Work to be completed: Give every line below again, exactly.

Data provided:
# # # # # # #
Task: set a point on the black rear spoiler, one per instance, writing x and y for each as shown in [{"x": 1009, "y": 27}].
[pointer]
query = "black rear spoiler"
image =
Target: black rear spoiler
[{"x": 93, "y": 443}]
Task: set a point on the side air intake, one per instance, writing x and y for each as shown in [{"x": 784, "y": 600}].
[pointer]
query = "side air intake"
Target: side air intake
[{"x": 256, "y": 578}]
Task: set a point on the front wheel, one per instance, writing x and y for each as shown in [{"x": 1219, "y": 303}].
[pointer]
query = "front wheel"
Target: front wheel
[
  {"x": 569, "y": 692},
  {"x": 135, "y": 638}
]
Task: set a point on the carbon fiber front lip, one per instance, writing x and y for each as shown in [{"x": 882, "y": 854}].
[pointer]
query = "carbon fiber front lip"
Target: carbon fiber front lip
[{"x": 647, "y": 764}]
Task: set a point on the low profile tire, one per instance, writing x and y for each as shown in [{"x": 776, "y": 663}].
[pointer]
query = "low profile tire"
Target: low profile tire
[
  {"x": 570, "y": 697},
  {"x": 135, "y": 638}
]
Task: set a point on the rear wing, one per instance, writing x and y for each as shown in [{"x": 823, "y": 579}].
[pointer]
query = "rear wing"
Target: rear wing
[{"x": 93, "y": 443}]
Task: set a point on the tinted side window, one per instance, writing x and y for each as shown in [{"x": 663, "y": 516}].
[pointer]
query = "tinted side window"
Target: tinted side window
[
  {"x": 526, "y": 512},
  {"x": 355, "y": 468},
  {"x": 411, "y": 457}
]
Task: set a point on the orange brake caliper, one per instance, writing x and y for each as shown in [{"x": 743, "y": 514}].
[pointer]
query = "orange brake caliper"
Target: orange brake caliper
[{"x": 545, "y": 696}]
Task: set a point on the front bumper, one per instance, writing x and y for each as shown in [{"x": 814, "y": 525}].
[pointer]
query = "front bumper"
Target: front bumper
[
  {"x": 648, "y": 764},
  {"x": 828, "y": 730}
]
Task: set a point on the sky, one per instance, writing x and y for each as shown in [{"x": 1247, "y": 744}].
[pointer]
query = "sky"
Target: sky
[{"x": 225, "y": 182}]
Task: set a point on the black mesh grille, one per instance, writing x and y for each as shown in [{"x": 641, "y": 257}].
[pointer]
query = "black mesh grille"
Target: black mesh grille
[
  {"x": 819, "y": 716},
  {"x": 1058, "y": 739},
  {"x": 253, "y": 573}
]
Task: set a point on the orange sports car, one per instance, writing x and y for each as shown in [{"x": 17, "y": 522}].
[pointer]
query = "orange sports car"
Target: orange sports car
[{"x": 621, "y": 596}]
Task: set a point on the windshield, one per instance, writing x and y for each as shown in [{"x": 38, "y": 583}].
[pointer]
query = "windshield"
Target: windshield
# # # # # # #
Result of this exercise:
Task: set a point on the black rear spoiler, one per instance, writing x and y for each as shown in [{"x": 1009, "y": 27}].
[pointer]
query = "black rear spoiler"
image =
Target: black rear spoiler
[{"x": 93, "y": 443}]
Task: set a point on the side air intake, one per instance, writing x and y for each as shown in [{"x": 784, "y": 600}].
[pointer]
query = "side air intake"
Target: side air intake
[{"x": 256, "y": 578}]
Task: set a point on the front wheel, one per instance, writing x and y for each as shown in [{"x": 1219, "y": 303}].
[pointer]
query = "front wheel"
Target: front wheel
[
  {"x": 569, "y": 692},
  {"x": 135, "y": 638}
]
Task: set a point on the carbon fiber front lip, one per instance, writing x and y for each as shown in [{"x": 882, "y": 854}].
[pointer]
query = "carbon fiber front lip"
Target: carbon fiber front lip
[{"x": 647, "y": 764}]
Task: set a point on the low profile tire, one per instance, writing x and y for each as shown in [{"x": 776, "y": 663}].
[pointer]
query = "low profile tire"
Target: low profile tire
[
  {"x": 570, "y": 697},
  {"x": 135, "y": 638}
]
Task: set a point on the rear wing, one per instance, writing x and y for each as shown in [{"x": 823, "y": 579}].
[pointer]
query = "rear wing"
Target: rear wing
[{"x": 93, "y": 443}]
Task: set a point on the tinted side window, one per instance, writing x and y for each as shown in [{"x": 663, "y": 516}].
[pointer]
query = "tinted side window"
Target: tinted side window
[
  {"x": 526, "y": 512},
  {"x": 355, "y": 468},
  {"x": 411, "y": 457}
]
Task: set a point on the orange brake caliper, one per instance, writing x and y for each as shown in [{"x": 743, "y": 514}].
[pointer]
query = "orange brake caliper"
Target: orange brake caliper
[{"x": 545, "y": 696}]
Task: set a point on the front bumper, one per instance, writing x and y for each as shown in [{"x": 814, "y": 525}].
[pointer]
query = "front bumper"
Target: front bumper
[
  {"x": 648, "y": 764},
  {"x": 828, "y": 730}
]
Task: set a point on the sky, one per instance, writing x and y for each as shown in [{"x": 1247, "y": 744}].
[pointer]
query = "sky"
Target: sky
[{"x": 225, "y": 182}]
Task: set a point on the black mesh grille, one per instance, writing x and y for each as shown in [{"x": 641, "y": 257}].
[pointer]
query = "black mesh grille"
Target: black mesh grille
[
  {"x": 819, "y": 716},
  {"x": 1058, "y": 739},
  {"x": 253, "y": 573}
]
Task: set a point on the orange sports car, one per instance, writing x and y for each as shown in [{"x": 17, "y": 522}].
[pointer]
query = "orange sports car"
Target: orange sports car
[{"x": 621, "y": 596}]
Task: set a point on the windshield, one per instance, writing x and y for each as shown in [{"x": 38, "y": 583}].
[pointer]
query = "windshield"
Target: windshield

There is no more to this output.